ACTIVITY LIST:
1. Rewrite the part of the SEO and GEO passage that opens with the words containing "Digging down into" and closes with "SERP feature targeting.", putting "link building" in place of "backlink acquisition".
2. Carry on the SEO and GEO passage, starting after its final line.

For SEOs engaging in C-suite conversations, he emphasized that naming (“SEO vs GEO vs AEO”) matters less than proving business impact: “Whatever you can do to showcase your influence within the business to drive real results is what is more important than what it’s called.”
Digging down into the key differences between SEO and GEO. SEO has always primarily focused on ranking pages in organic SERPs via technical foundations, content creation, backlink acquisition, click-through optimization, and SERP feature targeting.
GEO – or generative engine optimization – optimizes for being referenced in AI-generated answers. It’s about:
- Freshness as a signal
- Brand trust amplification
- Structured data for retrieval
- Platform fragmentation
- Citation-ready content
How CMOs and SEOs are approaching the AI search shift through different lenses
When speaking to SEOs about AI search, Francos found the following topics, subtopics, and considerations to be mentioned most frequently:
- Entities
- Context
- Zero-click
- Citations
- Passage retrieval
- UGC
- Sentiment
- Brand
- Measurement
- RAG (Retrieval Augmented Generation)

RECORDS:
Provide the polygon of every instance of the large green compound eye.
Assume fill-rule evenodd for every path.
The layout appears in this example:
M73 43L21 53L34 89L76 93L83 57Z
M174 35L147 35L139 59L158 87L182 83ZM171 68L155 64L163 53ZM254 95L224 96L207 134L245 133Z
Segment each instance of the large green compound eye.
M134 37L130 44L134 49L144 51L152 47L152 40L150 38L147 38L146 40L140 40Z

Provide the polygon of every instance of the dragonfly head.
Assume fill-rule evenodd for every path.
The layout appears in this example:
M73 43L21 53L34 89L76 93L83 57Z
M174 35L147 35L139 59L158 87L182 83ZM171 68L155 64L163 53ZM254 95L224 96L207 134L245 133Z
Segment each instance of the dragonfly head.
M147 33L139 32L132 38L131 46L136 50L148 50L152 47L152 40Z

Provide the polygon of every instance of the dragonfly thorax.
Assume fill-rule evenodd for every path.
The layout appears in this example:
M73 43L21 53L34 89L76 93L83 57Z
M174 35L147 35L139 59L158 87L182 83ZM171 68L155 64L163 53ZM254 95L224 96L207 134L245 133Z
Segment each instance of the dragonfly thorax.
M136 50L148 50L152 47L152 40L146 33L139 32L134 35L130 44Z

ANSWERS:
1.
Digging down into the key differences between SEO and GEO. SEO has always primarily focused on ranking pages in organic SERPs via technical foundations, content creation, link building, click-through optimization, and SERP feature targeting.

2.
CMOs, on the other hand, brought up different topics when discussing AI search:
- Attribution
- Visibility
- Measurement
- Citations
- Trust
- Influence
- Zero-click
- Business value
- Brand
- Benchmarking
It is where these priorities overlap that really matters.
While SEOs and CMOs may use different language when discussing AI brand visibility, they converge on a few core concerns—especially measurement in a zero-click world:
- “How is my brand performing when I can’t see any traffic?”
- “Is the brand sentiment positive? Is it negative?”
- “If they’re not talking about me and they’re talking about a competitor, how do I influence the conversation?”
- “If I’m visible there and it’s an answer and there’s no direct click to it… how do I know that?”
That is the executive crux: visibility and influence are increasingly off-site and inside answers.

A practical GEO operating model for revenue growth in AI search
Francos gives a simple, top-level approach for GEO that can help align CMOs and SEOs and provide a framework for cross-functional collaboration:
- Understanding the audience
- Optimizing your owned assets
- Influencing earned citations
- Measuring AI visibility

Understanding user intent and conversational search for GEO
Fundamentally, AI Search is conversational and intent-driven, rather than being focused on any specific keywords.
Francos recommends using your existing Google Search Console (GSC) data to gain insights into the questions users are likely also asking LLMs.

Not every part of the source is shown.